Tasks to complete>
1. List the courses that the text on wave and Froude number calculations names as ones where the wave question might appear.
2. Using the text on wave and Froude number calculations, explain in one to three sentences why U is used for velocity.
3. Resume the text on wave and Froude number calculations, starting right after its last sentence.

Find: `L="?"  m`;  `U="?" m/s`  

We will use L as the term for wavelength, though you might also see the greek symbol lambda used frequently. Whereas T is an easy choice to represent time and L is obvious for length, U is less familiar to most as a representation of velocity. However, in Geology, U (or u) is commonly used for velocity because volume, another frequent term in Geology, also begins with V. 

Solve: What do we "Know"?

A question like this would be common in a Geomorphology course on a unit related to coastal processes. But it might also appear in an oceanography or hydrology course. The equation for waves, specifically "oscillatory" waves in open water is:

`L=(g*T^2)/(2*pi)`; `U=(g*T)/(2*pi)`

The g in the equation is gravity, and because the problem is in meters and seconds, it is appropriate to use 9.81 m/s².

`L=((9.81 m/s^2)*(5 s)^2)/(2*pi)`

`L=39 " m"`

`U=((9.81 m/s^2)*(5 s))/(2*pi)`

`U=7.8  m/s`

The wavelength calculated here is about 40 meters, or 130 feet. That might seem like a long wavelength, but remember that this is an open water wave, where wavelengths can be kilometers long, depending on wind speed and the great depths of the ocean and some lakes. But beach waves are commonly lapping up 3-5 meters apart. A calculation of 39 meters certainly falls within that range. For velocity, 7.8 m/s is quite fast, considering a small stream might flow at a rate of 1-2 m/s. However, consider open ocean water has no measurable friction with a bed, like a stream, and it is largely controlled by wind speeds. An average tropical storm, can have wind speeds in excess of 18 m/s. These solutions fall right in line with expected values. Good work!

Given: `u=1.5 m/s`;  `d=0.38  m`

Find: `Fr="?"`

The Froude number, applied in a shallow channel, is a ratio of flow velocity to flow "length". Froude number, named after William Froude, is dimensionless like most ratios, as we'll see below. Based on calculation of Froude, critical flow occurs at Fr = 1. Froude numbers less than 1 indicate "subcritical" and over 1 indicate "supercritical".

Entries>
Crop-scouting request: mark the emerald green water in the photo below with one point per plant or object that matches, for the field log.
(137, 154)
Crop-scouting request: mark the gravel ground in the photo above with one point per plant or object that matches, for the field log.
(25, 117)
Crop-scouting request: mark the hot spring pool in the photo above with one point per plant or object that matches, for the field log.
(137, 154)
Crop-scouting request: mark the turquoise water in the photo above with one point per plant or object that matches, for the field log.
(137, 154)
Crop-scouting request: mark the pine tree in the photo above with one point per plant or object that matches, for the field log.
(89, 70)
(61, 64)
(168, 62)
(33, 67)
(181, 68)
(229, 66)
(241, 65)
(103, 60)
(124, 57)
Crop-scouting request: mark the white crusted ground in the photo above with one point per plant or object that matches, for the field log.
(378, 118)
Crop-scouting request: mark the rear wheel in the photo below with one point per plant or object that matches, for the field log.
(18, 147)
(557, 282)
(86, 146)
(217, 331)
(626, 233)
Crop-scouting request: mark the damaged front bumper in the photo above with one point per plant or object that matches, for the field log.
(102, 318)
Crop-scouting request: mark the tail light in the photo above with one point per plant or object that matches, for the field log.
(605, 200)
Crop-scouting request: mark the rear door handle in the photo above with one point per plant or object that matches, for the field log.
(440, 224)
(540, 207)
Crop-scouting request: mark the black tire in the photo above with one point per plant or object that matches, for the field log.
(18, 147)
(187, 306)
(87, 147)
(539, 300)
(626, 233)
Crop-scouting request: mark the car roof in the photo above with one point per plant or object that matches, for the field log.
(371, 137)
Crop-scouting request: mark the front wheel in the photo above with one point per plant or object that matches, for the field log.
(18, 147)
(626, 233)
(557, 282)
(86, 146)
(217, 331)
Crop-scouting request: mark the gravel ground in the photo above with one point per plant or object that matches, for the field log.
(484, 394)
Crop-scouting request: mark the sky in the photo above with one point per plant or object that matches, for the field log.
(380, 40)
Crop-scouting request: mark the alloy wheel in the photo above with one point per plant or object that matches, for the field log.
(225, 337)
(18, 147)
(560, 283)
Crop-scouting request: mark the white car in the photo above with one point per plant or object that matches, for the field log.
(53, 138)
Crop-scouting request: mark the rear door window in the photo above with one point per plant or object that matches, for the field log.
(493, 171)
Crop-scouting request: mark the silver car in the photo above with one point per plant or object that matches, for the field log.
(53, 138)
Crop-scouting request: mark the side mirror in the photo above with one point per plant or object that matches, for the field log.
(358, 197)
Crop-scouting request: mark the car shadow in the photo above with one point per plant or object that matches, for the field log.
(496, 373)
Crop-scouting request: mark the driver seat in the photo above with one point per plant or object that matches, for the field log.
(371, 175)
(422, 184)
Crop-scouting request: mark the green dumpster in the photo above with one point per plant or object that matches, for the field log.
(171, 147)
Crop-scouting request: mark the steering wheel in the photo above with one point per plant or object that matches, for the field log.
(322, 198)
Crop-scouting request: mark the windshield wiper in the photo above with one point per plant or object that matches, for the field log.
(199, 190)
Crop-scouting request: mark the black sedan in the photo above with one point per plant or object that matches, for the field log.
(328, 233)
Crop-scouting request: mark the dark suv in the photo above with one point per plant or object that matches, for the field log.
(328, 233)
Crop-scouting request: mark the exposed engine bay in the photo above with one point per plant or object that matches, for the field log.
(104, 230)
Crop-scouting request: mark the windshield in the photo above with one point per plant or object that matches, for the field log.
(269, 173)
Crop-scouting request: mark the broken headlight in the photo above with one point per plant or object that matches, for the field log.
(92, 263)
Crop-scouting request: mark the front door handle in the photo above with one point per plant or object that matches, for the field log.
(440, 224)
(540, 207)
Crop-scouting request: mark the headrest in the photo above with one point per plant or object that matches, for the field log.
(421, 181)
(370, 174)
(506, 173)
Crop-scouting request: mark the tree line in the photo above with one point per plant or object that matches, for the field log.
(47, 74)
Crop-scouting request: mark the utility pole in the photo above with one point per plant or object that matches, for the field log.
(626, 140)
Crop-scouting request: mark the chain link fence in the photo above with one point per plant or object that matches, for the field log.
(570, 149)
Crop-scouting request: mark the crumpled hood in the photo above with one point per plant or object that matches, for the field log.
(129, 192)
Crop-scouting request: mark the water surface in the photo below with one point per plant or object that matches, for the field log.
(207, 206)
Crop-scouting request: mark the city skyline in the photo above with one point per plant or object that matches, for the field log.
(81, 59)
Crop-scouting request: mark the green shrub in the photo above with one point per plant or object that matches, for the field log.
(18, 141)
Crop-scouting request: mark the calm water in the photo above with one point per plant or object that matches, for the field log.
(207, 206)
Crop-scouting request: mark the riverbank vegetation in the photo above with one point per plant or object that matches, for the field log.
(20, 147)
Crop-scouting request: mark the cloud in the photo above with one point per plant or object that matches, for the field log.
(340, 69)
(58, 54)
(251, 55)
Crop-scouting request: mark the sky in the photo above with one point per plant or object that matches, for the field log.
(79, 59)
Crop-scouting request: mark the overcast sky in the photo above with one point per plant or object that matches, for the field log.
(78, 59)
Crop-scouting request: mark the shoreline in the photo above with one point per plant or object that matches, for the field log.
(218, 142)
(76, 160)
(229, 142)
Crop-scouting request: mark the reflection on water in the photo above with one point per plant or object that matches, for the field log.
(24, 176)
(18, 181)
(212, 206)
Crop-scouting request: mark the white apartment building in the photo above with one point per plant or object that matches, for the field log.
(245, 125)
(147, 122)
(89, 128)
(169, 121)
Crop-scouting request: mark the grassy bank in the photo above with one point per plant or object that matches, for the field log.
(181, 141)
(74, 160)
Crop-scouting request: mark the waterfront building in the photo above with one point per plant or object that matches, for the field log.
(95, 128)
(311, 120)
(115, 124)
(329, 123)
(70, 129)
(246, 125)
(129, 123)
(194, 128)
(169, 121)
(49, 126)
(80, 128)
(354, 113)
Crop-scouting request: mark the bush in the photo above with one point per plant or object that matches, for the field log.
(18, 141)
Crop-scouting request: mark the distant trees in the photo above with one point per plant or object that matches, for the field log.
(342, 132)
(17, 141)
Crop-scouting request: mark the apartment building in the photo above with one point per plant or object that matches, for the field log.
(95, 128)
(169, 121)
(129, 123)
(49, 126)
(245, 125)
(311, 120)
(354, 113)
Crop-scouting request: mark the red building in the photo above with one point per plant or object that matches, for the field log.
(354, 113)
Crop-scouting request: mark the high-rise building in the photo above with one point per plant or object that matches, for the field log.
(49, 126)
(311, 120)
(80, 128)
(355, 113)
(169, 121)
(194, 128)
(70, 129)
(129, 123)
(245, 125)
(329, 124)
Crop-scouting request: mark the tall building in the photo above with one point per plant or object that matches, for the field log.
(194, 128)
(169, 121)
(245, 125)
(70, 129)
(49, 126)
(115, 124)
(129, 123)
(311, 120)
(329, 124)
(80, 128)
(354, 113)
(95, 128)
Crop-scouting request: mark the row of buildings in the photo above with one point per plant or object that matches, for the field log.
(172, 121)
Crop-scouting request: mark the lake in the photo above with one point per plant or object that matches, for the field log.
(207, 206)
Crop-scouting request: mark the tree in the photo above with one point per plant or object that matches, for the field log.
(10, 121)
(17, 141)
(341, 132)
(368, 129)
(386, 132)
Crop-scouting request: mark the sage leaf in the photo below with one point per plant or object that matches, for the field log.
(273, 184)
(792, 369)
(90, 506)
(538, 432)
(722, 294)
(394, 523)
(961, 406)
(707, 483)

Answers provided>
1.
- Geomorphology
- Oceanography
- Hydrology

2. In Geology, U (or u) is commonly used for velocity because volume, another frequent term in the field, also begins with V.

3.
Solve: What do we "Know"?

The equation for a stream's criticality is simply:

`Fr=u/sqrt(g*d)`

The g in the equation is gravity, and because the problem is in meters and seconds, it is appropriate to use 9.81 m/s².

`Fr=(1.5 m/s)/sqrt((9.81 m/s^2)*(0.38  m))`

`Fr=0.78`

The Froude number here of 0.78 is definitely in the realm of reasonable. It is actually low, given the perspective of criticality. This flow is Subcritical. The flow is pretty shallow, a little over a foot and it isn't moving particularly fast at only about 2 m/s. However, if the flow velocity were 4 m/s, the Froude number would go over 1 and it would become supercritical and we would expect features like hydraulic jumps to form in the flow. Sediment entrainment and the development of bedforms along a stream are dependent upon the Froude ratio, so it is an important number to know when trying to understand sediment transport and analyzing a sedimentary depositional setting. Good work!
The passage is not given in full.